**RECORD EXCERPTS:**

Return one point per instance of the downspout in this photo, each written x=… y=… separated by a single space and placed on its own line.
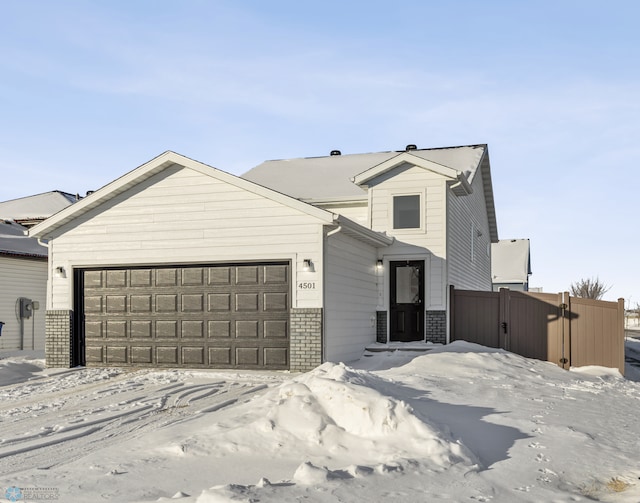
x=334 y=231
x=324 y=287
x=49 y=275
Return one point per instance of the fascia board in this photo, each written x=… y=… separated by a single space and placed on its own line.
x=364 y=234
x=154 y=166
x=366 y=176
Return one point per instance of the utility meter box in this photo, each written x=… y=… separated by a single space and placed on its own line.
x=26 y=307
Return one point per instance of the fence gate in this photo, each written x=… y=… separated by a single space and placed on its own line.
x=565 y=330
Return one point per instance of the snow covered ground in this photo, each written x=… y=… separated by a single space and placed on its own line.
x=459 y=423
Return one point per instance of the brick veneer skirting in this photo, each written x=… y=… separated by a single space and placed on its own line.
x=58 y=330
x=437 y=327
x=306 y=339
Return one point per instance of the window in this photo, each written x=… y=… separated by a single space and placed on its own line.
x=406 y=212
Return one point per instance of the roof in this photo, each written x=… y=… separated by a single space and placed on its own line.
x=15 y=243
x=37 y=207
x=47 y=229
x=330 y=177
x=510 y=261
x=342 y=177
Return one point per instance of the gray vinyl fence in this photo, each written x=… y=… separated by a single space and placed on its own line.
x=568 y=331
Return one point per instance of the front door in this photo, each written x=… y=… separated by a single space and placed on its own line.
x=407 y=300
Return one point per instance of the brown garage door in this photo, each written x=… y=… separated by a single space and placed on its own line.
x=216 y=316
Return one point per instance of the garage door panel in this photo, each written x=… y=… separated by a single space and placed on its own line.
x=141 y=277
x=276 y=275
x=141 y=354
x=219 y=276
x=167 y=355
x=276 y=329
x=192 y=355
x=247 y=356
x=275 y=301
x=141 y=329
x=193 y=329
x=193 y=276
x=217 y=316
x=167 y=303
x=219 y=302
x=246 y=302
x=94 y=354
x=247 y=275
x=220 y=356
x=219 y=329
x=116 y=329
x=117 y=354
x=193 y=302
x=276 y=356
x=167 y=277
x=166 y=328
x=141 y=303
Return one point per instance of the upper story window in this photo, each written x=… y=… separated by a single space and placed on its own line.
x=406 y=212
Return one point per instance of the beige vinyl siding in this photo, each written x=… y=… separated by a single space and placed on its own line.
x=357 y=212
x=183 y=216
x=21 y=277
x=351 y=298
x=469 y=261
x=428 y=242
x=405 y=181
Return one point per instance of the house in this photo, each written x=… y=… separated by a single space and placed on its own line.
x=30 y=210
x=23 y=288
x=297 y=262
x=511 y=264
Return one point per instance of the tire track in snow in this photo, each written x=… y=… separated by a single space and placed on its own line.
x=119 y=410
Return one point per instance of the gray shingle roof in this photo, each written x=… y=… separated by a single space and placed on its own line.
x=13 y=242
x=37 y=207
x=327 y=178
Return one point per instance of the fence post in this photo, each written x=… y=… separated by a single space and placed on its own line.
x=505 y=319
x=451 y=334
x=620 y=330
x=565 y=314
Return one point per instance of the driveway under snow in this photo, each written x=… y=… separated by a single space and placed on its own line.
x=460 y=423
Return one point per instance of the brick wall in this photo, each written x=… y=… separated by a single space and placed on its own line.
x=437 y=327
x=58 y=329
x=306 y=339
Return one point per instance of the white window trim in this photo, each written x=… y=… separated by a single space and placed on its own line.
x=423 y=214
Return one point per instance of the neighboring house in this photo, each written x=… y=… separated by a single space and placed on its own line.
x=31 y=210
x=297 y=262
x=511 y=264
x=23 y=288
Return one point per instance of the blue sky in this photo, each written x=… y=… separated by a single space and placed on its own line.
x=91 y=89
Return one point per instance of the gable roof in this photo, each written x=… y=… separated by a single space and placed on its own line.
x=168 y=159
x=36 y=207
x=510 y=261
x=342 y=177
x=15 y=243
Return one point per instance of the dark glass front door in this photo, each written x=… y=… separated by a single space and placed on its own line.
x=407 y=300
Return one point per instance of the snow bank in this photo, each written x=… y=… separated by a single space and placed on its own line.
x=342 y=415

**EXERCISE:**
Rewrite all of the records above with each occurrence of "photo" replaced by "image", leaving everything else unchanged and omitting the pictures.

**THE COMPLETED TASK:**
Return one point per instance of the downspout in this image, each written x=… y=… separated by a single space and placed on its own line.
x=334 y=231
x=324 y=287
x=49 y=275
Return one point per instance of the fascia board in this image, each written x=… y=… separated by a single space and placed on its own line.
x=364 y=234
x=154 y=166
x=366 y=176
Return one point per instance of the utility meter box in this image, each written x=… y=… separated by a single space and placed on its own line.
x=26 y=307
Return one point per instance of the fence gate in this image, each written x=… y=… separated by a single space and placed on its own line.
x=565 y=330
Return one point per instance of the snow covered ground in this image, each written x=… y=… separated by a single space and placed on its own line.
x=459 y=423
Return one point per instance of the brick veneer skirting in this image, each written x=… y=… separated by a single space and placed on its own line.
x=58 y=330
x=437 y=327
x=306 y=339
Return one point per instance of the window in this image, each written x=… y=… separated by a single space and placed on its own line.
x=406 y=212
Return one point per instance of the roof in this image, each written x=… y=… separated by a single space and placed on its own line.
x=15 y=243
x=37 y=207
x=47 y=229
x=330 y=177
x=510 y=261
x=342 y=177
Return one point per instance of the gray vinyl fence in this image, each written x=… y=… separated by a single space and placed on its own line.
x=568 y=331
Return one point per instance of the front door in this image, each written x=… y=… separated by a single space and placed on its own line.
x=407 y=300
Return one point per instance of the brown garage door in this image, each written x=… y=… separated by a single space and placed on its own line.
x=216 y=316
Return one point per instance of the garage door panel in this image, each written x=… y=… separated by a single space and placed on its own line.
x=141 y=277
x=276 y=275
x=141 y=354
x=219 y=276
x=167 y=355
x=276 y=329
x=192 y=355
x=247 y=356
x=275 y=301
x=141 y=329
x=193 y=329
x=193 y=276
x=217 y=316
x=167 y=303
x=219 y=302
x=246 y=302
x=94 y=354
x=247 y=275
x=220 y=356
x=219 y=329
x=116 y=329
x=117 y=354
x=193 y=302
x=276 y=356
x=167 y=277
x=166 y=328
x=141 y=303
Return one point per instance of the upper story window in this image, each written x=… y=… separated by a single space and placed on its own line.
x=406 y=212
Return one point per instance of the beige vinyl siding in this image, each written x=… y=… separated by a single space and placed on its own line.
x=357 y=212
x=183 y=216
x=21 y=277
x=351 y=298
x=469 y=261
x=428 y=242
x=405 y=181
Return one point per instance of the house in this image, each written x=… y=… separated by a single space and placed on its own line.
x=30 y=210
x=23 y=288
x=297 y=262
x=511 y=264
Return one point per instance of the tire track in snow in this image, each written x=… y=… separated by a single space and placed on its own line.
x=119 y=410
Return one point per instance of the gray shingle roof in this image, each written x=… y=… separated by a single space and placed on its own line.
x=13 y=242
x=37 y=207
x=327 y=178
Return one point per instance of the fence post in this image, each written x=… y=… separated by a single space and placed on its own line.
x=505 y=319
x=451 y=334
x=620 y=330
x=565 y=314
Return one point per instance of the driveway under snow in this image, each written x=… y=… separated by a single space and placed on its own line.
x=460 y=423
Return one point per instance of the brick wall in this image, each written x=… y=… separated by a single space and placed on its own line.
x=437 y=327
x=58 y=329
x=306 y=339
Return one point per instance of the white window trim in this image, each written x=… y=… separated by a single space and placed on its own line.
x=423 y=214
Return one point per instance of the neighboring house in this image, each written x=… y=… separated by a single space and placed on its own line.
x=31 y=210
x=297 y=262
x=511 y=264
x=23 y=288
Return one point per instance of the blue sky in this image, each written x=… y=… separated by a single space and placed on its own line.
x=91 y=89
Return one point per instance of the gable roof in this image, each written x=… y=… separated by a single space and placed on its own line.
x=168 y=159
x=36 y=207
x=510 y=261
x=342 y=177
x=15 y=243
Return one point per instance of the dark glass front door in this image, each written x=… y=… separated by a single space and placed on its own line.
x=407 y=300
Return one point per instance of the snow bank in this image, each written x=… y=… separated by a single space and placed on its own line.
x=342 y=415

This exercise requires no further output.